# Listed records:
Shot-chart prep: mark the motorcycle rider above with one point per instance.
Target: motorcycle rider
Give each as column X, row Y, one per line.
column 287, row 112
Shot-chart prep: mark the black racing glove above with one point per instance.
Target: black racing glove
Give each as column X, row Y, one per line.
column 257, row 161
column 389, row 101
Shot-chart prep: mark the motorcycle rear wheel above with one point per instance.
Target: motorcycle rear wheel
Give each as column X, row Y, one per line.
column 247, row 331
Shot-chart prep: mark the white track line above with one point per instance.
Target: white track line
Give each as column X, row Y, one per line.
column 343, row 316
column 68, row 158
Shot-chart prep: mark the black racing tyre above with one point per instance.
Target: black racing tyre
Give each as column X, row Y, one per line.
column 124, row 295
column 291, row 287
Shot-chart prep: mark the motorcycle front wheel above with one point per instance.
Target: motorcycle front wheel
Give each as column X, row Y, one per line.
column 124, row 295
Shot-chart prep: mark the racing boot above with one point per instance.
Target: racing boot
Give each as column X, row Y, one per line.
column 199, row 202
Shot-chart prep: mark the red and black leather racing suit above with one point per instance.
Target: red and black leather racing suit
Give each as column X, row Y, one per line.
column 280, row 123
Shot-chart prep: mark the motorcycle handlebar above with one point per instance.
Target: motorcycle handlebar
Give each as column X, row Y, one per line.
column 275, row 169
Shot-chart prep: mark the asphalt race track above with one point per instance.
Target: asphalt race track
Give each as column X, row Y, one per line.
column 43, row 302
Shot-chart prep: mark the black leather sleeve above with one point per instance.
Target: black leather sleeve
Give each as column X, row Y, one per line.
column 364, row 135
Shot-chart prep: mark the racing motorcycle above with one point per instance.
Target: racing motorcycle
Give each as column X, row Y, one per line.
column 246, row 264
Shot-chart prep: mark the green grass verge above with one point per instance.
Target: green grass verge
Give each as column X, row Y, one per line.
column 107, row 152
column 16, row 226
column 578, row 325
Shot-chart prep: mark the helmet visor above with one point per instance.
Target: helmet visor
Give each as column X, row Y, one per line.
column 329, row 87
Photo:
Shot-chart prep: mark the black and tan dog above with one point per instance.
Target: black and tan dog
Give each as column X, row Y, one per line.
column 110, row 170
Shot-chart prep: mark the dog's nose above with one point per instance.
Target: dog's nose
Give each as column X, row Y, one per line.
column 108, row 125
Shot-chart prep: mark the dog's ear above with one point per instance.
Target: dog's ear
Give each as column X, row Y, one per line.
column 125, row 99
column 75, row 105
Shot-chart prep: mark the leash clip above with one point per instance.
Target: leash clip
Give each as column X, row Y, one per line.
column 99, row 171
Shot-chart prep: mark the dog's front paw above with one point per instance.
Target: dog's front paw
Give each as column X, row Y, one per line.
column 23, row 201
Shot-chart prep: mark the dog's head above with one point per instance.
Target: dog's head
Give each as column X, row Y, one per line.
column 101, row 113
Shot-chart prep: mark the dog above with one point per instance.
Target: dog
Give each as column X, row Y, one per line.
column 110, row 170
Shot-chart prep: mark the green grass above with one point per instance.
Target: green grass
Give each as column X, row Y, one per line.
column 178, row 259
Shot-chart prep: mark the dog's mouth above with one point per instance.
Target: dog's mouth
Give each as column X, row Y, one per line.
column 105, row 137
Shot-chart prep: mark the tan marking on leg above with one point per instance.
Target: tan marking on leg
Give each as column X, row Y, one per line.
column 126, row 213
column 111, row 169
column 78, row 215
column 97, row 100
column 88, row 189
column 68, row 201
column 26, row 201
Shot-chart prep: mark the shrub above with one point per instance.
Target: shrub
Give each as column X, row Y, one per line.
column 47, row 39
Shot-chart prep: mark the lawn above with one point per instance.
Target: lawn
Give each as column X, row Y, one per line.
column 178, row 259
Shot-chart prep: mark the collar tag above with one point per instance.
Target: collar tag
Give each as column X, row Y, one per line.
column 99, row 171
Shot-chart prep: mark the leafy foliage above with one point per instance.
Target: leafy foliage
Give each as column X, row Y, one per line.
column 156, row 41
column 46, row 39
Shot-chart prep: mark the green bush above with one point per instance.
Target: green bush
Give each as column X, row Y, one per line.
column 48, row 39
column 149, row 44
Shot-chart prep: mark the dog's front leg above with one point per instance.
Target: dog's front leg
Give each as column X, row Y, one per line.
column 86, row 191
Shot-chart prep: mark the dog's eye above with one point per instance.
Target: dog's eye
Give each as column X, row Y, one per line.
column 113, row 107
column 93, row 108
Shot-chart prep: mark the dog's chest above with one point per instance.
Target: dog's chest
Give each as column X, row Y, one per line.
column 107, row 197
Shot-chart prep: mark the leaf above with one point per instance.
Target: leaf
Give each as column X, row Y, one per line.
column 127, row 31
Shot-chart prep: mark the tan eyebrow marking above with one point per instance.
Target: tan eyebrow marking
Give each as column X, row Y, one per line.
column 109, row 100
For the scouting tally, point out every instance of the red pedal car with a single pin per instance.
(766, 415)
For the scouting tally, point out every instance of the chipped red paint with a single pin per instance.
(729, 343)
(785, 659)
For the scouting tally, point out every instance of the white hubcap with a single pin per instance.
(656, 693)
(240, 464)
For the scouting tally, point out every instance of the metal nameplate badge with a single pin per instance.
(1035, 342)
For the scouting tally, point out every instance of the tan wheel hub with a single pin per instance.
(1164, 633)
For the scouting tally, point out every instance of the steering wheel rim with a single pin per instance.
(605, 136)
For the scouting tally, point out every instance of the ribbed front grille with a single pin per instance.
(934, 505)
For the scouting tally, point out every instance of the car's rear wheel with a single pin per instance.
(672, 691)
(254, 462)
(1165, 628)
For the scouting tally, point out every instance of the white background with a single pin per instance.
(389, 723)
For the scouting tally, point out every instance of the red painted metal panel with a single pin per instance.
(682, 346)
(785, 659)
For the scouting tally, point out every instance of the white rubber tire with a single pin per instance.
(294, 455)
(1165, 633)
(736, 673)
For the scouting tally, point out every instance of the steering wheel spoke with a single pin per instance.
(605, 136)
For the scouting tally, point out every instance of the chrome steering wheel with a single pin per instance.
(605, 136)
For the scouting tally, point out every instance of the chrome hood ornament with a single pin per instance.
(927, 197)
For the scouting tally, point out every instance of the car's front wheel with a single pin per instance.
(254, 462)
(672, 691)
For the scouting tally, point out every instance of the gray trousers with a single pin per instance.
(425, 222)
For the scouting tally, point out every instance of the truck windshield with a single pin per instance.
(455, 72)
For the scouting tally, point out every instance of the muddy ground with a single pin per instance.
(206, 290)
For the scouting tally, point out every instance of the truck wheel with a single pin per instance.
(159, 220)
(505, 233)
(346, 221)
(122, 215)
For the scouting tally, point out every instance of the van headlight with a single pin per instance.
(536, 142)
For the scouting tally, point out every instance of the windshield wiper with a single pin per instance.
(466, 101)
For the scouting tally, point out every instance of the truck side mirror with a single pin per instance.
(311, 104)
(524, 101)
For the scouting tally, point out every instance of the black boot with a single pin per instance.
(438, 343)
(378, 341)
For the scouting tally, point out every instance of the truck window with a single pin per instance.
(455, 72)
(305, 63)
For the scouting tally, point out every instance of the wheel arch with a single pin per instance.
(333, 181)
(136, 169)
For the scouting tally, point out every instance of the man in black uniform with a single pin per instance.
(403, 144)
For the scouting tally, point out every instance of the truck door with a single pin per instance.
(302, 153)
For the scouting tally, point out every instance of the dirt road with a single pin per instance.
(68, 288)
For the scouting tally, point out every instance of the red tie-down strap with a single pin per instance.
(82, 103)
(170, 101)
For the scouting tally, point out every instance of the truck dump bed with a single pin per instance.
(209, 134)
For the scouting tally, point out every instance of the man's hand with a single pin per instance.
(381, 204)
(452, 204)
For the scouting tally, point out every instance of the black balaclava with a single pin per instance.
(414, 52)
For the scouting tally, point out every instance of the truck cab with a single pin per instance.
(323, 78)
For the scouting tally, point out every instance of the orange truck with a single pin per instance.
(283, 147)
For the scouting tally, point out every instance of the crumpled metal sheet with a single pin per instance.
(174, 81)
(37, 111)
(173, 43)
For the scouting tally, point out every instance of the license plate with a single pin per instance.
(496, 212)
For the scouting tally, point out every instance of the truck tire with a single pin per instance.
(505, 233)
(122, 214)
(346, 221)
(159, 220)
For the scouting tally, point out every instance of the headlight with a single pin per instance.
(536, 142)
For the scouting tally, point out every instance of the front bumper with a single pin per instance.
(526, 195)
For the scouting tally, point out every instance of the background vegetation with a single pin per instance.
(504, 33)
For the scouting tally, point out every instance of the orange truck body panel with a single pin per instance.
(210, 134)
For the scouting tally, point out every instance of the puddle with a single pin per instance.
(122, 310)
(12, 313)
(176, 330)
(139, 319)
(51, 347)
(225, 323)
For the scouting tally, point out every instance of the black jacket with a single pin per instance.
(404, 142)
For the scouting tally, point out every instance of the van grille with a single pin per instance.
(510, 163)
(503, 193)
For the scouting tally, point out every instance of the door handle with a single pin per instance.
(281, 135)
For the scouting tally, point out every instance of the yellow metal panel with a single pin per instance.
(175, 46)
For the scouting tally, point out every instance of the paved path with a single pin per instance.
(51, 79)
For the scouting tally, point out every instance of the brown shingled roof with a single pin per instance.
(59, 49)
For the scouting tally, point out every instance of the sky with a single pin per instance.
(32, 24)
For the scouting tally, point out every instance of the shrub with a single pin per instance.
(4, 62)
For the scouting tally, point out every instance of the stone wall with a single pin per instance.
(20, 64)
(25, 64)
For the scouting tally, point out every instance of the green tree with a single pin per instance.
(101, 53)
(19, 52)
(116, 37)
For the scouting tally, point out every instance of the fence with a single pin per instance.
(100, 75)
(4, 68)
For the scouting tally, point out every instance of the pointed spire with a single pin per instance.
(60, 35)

# What to do:
Put every line from the one containing "For the scouting tally, point out every instance of the paved" down to the end of the material into a JSON list of strings, one string per line, leaving out any blank lines.

# Exercise output:
[
  "For the scouting tally, point out every instance of the paved path with a single pin per instance.",
  "(51, 79)",
  "For the scouting tally, point out every instance of the brown shingled roof with a single pin per instance.",
  "(59, 49)",
  "For the scouting tally, point out every instance of the sky with a single pin per instance.",
  "(32, 24)",
  "For the scouting tally, point out every instance of the shrub with a single pin per instance.",
  "(4, 62)",
  "For the scouting tally, point out every instance of the stone wall with a single pin per instance.",
  "(20, 64)",
  "(25, 64)",
  "For the scouting tally, point out every instance of the green tree with a single pin per instance.",
  "(101, 53)",
  "(19, 52)",
  "(116, 37)",
  "For the scouting tally, point out every instance of the fence with a single pin per instance.",
  "(100, 75)",
  "(4, 68)",
  "For the scouting tally, point out every instance of the pointed spire with a single pin per instance.",
  "(60, 35)"
]